§ Schriftliche Aufgabe 1: Erläutern Sie in ein bis drei Sätzen, weshalb sich laut der zitierten Passage nur in Berlin die Wirklichkeit der Angestellten erfassen lässt.
§ Schriftliche Aufgabe 2: Ermitteln Sie die Anzahl der Zeilen in den Datensätzen, die die Zeichenfolge „yellow“ enthalten, wobei Groß- und Kleinschreibung zu beachten ist. Nennen Sie ausschließlich die Zahl.

Berlin ist heute die Stadt der ausgesprochenen Angestelltenkultur; das heißt einer Kultur, die von Angestellten für Angestellte gemacht und von den meisten Angestellten für eine Kultur gehalten wird. Nur in Berlin, wo die Bindungen an Herkunft und Scholle so weit zurückgedrängt sind, dass das Weekend große Mode werden kann, ist die Wirklichkeit der Angestellten zu erfassen. Sie ist auch ein gut Teil von der Wirklichkeit Berlins.
"OK, ich heiße Agnieszka und komme aus Warschau, bin 27 Jahre alt und wohne jetzt in Berlin und habe gerade angefangen, als Freelancerin zu arbeiten."
Agnieszka Bratek steht mit einer Zigarette vor dem Betahaus in Berlin-Kreuzberg, einem der bekanntesten Co-Working Spaces Deutschlands. Die Männer hier tragen Karohemd, Hornbrille und Vollbart, die Frauen Halstuch und Leggins. Die meisten sind tief über ihre Laptops gebeugt. Sie arbeiten als Programmierer, Designer, Entwickler.
"Naja, ich habe eigentlich in einer Stunde so ein CSS-Meet-Up in Kreuzberg und war gerade auch in einem Meeting bei einem Kunden, äh einem potenziellen Kunden und ja wollte einfach hier so auf Kaffee gehen und arbeiten – hier gibt es WLAN und ja …" (lacht)
Bis vor kurzem hatte Agnieszka Bratek immer feste Jobs in Agenturen. Aber auf Dauer hat das keinen Spaß mehr gemacht. Sie sagt, sie sei kein Office-Girl, kein Büro-Mädchen. Lieber arbeitet sie selbstständig im Co-Working Space oder im Café.
"Man hat mehr Freiheit, man verdient besser, man hat viel mehr Freizeit, wenn man das sich so gut organisiert oder gestaltet und man kann sehr viele interessante Dinge machen. Ich glaube, als Freelancer ist man auch mehr motiviert, neue Dinge zu lernen und sich zu entwickeln, um sozusagen die Dienstleistungen, die man anbietet zu erweitern."

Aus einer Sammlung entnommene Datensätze
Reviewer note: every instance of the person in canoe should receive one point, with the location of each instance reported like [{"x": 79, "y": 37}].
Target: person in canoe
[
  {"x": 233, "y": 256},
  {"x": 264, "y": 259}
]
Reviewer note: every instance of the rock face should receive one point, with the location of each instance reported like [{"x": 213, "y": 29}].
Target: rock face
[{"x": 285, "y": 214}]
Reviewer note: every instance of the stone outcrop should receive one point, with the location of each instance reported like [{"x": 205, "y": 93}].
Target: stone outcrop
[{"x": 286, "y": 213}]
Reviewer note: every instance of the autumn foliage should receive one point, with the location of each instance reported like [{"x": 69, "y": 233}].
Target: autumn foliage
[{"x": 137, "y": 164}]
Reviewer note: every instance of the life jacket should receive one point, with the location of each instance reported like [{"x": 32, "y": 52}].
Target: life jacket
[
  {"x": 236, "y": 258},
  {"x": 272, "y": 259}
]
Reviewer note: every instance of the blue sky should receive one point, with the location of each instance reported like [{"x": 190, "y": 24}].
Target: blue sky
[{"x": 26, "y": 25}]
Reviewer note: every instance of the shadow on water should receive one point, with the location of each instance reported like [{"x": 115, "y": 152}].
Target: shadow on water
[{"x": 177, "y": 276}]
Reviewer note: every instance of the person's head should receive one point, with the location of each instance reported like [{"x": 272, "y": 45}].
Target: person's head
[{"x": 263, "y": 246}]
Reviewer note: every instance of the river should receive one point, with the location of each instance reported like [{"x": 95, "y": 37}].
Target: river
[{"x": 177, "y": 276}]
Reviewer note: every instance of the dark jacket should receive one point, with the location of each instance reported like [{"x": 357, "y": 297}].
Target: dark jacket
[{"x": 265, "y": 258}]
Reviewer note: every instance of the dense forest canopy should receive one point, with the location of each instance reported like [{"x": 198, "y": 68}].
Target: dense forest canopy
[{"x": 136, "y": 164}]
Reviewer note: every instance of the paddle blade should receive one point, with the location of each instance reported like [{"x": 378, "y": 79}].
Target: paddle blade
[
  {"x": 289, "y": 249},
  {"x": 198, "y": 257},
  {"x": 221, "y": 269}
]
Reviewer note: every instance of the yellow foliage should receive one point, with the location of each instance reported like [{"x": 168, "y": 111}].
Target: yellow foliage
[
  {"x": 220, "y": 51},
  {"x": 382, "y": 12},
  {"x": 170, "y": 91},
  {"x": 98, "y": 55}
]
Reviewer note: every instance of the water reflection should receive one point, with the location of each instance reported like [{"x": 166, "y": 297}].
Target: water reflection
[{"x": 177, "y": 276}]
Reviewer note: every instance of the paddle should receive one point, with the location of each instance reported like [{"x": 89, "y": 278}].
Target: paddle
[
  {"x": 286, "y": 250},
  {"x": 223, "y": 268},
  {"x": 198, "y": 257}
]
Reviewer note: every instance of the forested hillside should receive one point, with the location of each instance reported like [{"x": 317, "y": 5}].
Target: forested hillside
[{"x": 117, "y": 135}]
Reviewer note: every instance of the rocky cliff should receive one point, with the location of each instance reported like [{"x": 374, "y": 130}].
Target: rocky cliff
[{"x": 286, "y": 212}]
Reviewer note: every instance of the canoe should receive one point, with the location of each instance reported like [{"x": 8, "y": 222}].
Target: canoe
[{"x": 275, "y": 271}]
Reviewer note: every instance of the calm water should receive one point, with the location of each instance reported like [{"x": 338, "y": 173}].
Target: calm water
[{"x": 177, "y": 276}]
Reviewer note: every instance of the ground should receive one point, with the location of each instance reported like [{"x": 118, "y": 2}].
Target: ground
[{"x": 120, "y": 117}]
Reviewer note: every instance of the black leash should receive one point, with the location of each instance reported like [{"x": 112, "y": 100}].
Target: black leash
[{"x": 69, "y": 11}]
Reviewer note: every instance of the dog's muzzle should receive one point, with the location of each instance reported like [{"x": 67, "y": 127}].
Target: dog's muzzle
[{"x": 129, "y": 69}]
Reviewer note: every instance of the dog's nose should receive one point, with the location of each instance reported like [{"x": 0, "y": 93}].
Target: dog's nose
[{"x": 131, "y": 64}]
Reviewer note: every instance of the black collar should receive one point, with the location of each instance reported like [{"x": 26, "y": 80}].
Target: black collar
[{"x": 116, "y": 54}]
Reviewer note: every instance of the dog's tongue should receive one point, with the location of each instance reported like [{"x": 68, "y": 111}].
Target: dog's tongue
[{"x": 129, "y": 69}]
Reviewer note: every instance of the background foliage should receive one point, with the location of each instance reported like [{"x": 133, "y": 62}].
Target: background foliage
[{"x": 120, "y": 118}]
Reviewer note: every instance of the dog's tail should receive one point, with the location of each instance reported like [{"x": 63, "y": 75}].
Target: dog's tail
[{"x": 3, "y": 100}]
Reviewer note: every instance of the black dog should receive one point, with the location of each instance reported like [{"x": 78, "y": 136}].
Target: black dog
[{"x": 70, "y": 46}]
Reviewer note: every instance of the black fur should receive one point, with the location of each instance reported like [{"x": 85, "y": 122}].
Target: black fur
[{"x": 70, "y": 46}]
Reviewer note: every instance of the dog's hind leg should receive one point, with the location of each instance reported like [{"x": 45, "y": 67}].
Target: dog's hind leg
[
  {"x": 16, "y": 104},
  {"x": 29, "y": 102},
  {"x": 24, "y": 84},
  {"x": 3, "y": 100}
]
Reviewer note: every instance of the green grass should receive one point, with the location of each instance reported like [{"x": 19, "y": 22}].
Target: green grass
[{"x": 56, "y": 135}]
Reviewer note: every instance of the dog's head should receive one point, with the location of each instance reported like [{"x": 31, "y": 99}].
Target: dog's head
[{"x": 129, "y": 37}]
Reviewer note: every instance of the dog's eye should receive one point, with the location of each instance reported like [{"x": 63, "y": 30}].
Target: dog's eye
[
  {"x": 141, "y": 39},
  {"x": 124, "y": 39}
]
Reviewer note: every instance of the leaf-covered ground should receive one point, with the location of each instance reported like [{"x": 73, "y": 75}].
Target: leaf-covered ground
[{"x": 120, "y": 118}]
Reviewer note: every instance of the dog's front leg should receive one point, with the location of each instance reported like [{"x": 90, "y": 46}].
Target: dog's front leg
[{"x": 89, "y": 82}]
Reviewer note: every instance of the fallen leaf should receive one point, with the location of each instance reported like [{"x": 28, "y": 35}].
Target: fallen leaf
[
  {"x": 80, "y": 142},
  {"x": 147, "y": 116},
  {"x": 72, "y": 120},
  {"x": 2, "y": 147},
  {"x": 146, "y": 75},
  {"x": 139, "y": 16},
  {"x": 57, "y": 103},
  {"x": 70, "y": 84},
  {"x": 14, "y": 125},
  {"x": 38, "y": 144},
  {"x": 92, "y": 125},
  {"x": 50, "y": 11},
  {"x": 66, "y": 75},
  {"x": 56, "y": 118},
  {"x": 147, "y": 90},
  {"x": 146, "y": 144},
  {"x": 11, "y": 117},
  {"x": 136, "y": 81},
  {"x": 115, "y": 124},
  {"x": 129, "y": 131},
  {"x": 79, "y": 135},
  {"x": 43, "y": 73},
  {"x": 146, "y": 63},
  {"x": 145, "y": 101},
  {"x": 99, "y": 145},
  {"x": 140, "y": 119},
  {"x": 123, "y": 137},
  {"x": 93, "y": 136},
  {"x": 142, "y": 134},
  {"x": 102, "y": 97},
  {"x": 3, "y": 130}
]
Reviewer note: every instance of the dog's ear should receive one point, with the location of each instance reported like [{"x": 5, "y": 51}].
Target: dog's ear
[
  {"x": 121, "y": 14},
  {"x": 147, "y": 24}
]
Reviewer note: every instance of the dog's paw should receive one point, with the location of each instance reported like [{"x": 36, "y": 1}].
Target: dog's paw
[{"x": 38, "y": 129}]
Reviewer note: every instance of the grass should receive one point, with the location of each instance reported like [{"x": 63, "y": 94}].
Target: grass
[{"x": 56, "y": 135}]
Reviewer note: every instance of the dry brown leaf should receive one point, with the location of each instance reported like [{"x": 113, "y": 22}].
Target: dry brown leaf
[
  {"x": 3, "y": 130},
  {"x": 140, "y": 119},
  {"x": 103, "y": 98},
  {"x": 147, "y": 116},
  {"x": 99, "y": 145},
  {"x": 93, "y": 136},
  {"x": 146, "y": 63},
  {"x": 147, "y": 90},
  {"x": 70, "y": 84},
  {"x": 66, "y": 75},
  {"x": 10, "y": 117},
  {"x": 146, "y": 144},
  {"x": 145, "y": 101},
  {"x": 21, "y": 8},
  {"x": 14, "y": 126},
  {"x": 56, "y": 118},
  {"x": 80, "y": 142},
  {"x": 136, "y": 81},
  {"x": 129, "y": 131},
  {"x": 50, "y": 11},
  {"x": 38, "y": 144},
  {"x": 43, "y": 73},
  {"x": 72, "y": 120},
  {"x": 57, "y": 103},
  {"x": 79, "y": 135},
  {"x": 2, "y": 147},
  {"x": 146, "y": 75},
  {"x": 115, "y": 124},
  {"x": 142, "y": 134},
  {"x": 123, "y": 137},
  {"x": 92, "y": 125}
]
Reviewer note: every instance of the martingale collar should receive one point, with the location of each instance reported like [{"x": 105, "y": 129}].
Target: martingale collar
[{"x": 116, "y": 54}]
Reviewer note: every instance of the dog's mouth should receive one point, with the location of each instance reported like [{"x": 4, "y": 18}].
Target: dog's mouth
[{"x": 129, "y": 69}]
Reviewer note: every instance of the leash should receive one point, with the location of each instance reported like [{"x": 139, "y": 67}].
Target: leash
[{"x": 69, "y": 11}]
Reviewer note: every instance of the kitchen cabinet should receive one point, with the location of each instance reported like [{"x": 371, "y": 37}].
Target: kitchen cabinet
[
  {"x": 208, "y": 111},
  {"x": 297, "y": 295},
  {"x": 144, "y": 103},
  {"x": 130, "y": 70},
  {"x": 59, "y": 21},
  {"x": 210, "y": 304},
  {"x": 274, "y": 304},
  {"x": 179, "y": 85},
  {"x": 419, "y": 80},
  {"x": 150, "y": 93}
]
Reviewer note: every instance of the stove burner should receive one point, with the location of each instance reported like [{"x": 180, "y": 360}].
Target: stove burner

§ Richtige Lösung 1: In Berlin sind die Bindungen an Herkunft und Scholle so weit zurückgedrängt, dass das Weekend große Mode werden kann. Nur dort ist deshalb die Wirklichkeit der Angestellten zu erfassen.

§ Richtige Lösung 2: 2